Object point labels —
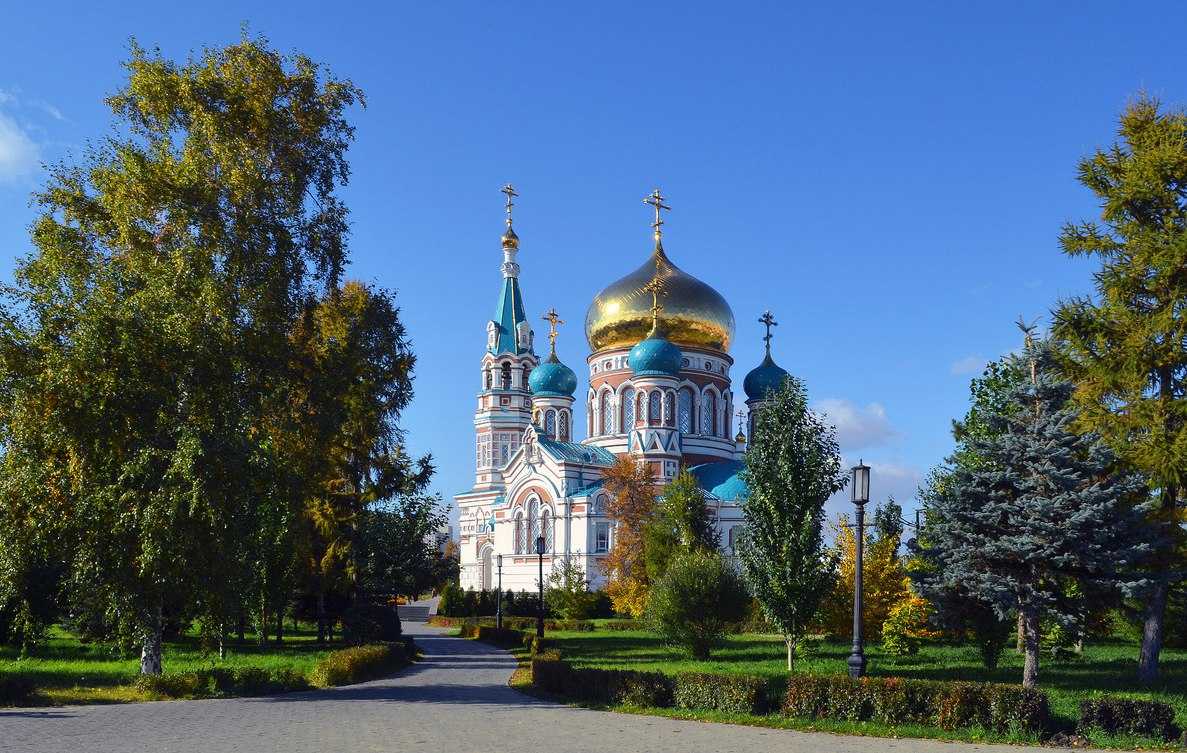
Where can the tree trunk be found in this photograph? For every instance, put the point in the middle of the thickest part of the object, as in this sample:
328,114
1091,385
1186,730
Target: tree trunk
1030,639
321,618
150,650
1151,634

* * *

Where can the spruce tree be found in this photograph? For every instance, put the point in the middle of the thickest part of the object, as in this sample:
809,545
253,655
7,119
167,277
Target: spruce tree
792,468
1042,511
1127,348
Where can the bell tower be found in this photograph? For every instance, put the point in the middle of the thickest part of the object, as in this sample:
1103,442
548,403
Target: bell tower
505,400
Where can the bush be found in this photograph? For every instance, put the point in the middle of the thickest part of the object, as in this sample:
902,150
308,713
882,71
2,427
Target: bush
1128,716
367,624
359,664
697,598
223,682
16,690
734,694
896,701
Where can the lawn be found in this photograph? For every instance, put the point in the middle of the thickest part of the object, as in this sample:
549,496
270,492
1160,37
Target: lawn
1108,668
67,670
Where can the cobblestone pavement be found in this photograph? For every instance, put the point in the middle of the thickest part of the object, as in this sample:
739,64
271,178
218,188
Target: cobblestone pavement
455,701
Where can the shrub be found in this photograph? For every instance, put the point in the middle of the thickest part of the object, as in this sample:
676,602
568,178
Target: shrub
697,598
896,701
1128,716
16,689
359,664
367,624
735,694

WHAT TO DO —
Please count the lines in the rows above that contain the string "tower", and reply with the number alone.

FINISHED ANSWER —
2